## Belge Alıntısı

Tecelli-i Zâtî, Şuunât-i İlâhi

Kudret-i İlâhî lâzime-i zâtî ile olur. Vâcib ve muhit ve zâtî olan nur-u ilm-i ezelîden hiçbir şey gizlenemez ve haricinde kalamaz. Demek, Sâni-i Zülcelâlin ve Hakîm-i Zülcemâlin ve Kadîr-i Zülkemâlin zâtındaki cemâl-i zâtî ve kemâlât-ı zâtiyesi bizzat tecelli-i zatiyesinin zaruriyetindendir.

Risâle-i Nur’da “birşey zâtî olsa, ârızî olmazsa, onun zıddı ona müdahale edemez. Çünkü cem-i zıddeyn lâzım gelir. Bu ise muhaldir. Demek, asıl, zâtî olan bir şeyde meratip yoktur.” denilir.

Yine “Bir şey zâtî olsa, onun zıddı o zâta ârız olamaz. Çünkü içtimaü’z-zıddeyn olur; o da muhâldir.

İşte bu sırra binaen, madem kudret-i İlâhiye zâtiyedir ve Zât-ı Akdesin lâzım-ı zarurîsidir. Elbette, o kudretin zıddı olan acz, o Zât-ı Kadîre ârız olması mümkün olmaz.” şeklinde bir izah daha vardır.

Öyleyse ‘Tecelli-Zâtî’, doğrudan doğruya ârızî olmadan, zıddı ona müdahele etmeden asıl ve zatî kudretin kâinattaki eşyaya zatının tecellisidir diyebiliriz.

Suunât-i İlâhiye, Allah’ın ilâhi şuunâtı ve işleridir. İnsan bütün esmâ-i ilâhiyeye nüshâ-i camiadır. İnsanda zâhir olarak yetmişten fazla esma tecellisi açık olarak müşahede edilir ve görülebilir. Demek ki bütün esmâ-i ilâhiye insanda temerküz etmiş, tecelli-i ilâhiye olarak insanda tezâhür eden esma tecellilerini şuunât-ı ilâhiye olarak müşahede edebiliriz. Onun içindir ki insan penceresi enfüsîdir. Cenâb-ı Hak, bütün esmâsını, insanın nefsiyle insana ihsas ediyor.

İnsan, üç cihetle esmâ-i İlâhiyeye bir aynadır.

Birincisi: Acz ve fakrıyla, naks ve ihtiyacıyla, insan vicdanında nokta-i istinad ve nokta-i istimdad cihetinde iki küçük pencere, Kadîr-i Rahîmin bârgâh-ı rahmetine açılır, her vakit onunla bakabilir.

İkincisi: İnsana verilen nümuneler nev’inden cüz’î ilim, kudret, basar, sem’, mâlikiyet, hâkimiyet gibi cüz’iyatla, Kâinat Mâlikinin ilmine ve kudretine, basarına, sem’ine, hâkimiyet-i rububiyetine aynadarlık eder, onları anlar, bildirir. Meselâ, “Ben nasıl bu evi yaptım ve yapmasını biliyorum ve görüyorum ve onun mâlikiyim ve idare ediyorum. Öyle de, şu koca kâinat sarayının bir ustası var. O usta onu bilir, görür, yapar, idare eder,” ve hâkezâ.

## Yapılacaklar
A) Belge alıntısında içinde "Öyleyse ‘Tecelli-Zâtî’, doğrudan" sözleri geçen yerle başlayıp "İlâhiyeye bir aynadır." ile biten bölümü hiç değiştirmeden yeniden yazın.
B) Belge alıntısına göre insan, kaç cihetle esmâ-i İlâhiyeye bir aynadır?

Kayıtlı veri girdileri
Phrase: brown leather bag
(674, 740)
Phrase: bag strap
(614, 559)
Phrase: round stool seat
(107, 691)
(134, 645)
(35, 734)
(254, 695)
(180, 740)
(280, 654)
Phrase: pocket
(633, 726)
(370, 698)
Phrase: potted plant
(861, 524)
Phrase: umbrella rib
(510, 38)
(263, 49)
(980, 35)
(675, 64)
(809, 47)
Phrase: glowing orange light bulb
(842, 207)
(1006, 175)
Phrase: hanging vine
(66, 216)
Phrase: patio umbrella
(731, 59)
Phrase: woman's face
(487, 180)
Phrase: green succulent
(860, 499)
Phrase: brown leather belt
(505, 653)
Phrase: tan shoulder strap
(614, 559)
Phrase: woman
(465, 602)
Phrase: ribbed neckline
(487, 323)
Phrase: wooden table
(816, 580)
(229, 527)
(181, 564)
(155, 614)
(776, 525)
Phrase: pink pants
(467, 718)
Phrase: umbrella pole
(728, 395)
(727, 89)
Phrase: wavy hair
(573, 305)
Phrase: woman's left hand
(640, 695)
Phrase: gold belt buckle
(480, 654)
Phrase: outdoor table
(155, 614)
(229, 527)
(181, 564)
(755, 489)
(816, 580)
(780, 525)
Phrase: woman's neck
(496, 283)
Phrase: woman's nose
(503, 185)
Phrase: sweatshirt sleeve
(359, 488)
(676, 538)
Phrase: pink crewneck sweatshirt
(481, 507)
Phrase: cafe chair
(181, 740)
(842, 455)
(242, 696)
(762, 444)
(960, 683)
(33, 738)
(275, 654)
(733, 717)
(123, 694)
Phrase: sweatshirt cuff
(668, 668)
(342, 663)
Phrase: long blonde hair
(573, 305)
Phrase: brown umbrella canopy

## Sonuçlar
A)
Öyleyse ‘Tecelli-Zâtî’, doğrudan doğruya ârızî olmadan, zıddı ona müdahele etmeden asıl ve zatî kudretin kâinattaki eşyaya zatının tecellisidir diyebiliriz.

Suunât-i İlâhiye, Allah’ın ilâhi şuunâtı ve işleridir. İnsan bütün esmâ-i ilâhiyeye nüshâ-i camiadır. İnsanda zâhir olarak yetmişten fazla esma tecellisi açık olarak müşahede edilir ve görülebilir. Demek ki bütün esmâ-i ilâhiye insanda temerküz etmiş, tecelli-i ilâhiye olarak insanda tezâhür eden esma tecellilerini şuunât-ı ilâhiye olarak müşahede edebiliriz. Onun içindir ki insan penceresi enfüsîdir. Cenâb-ı Hak, bütün esmâsını, insanın nefsiyle insana ihsas ediyor.

İnsan, üç cihetle esmâ-i İlâhiyeye bir aynadır.

B) Üç cihetle.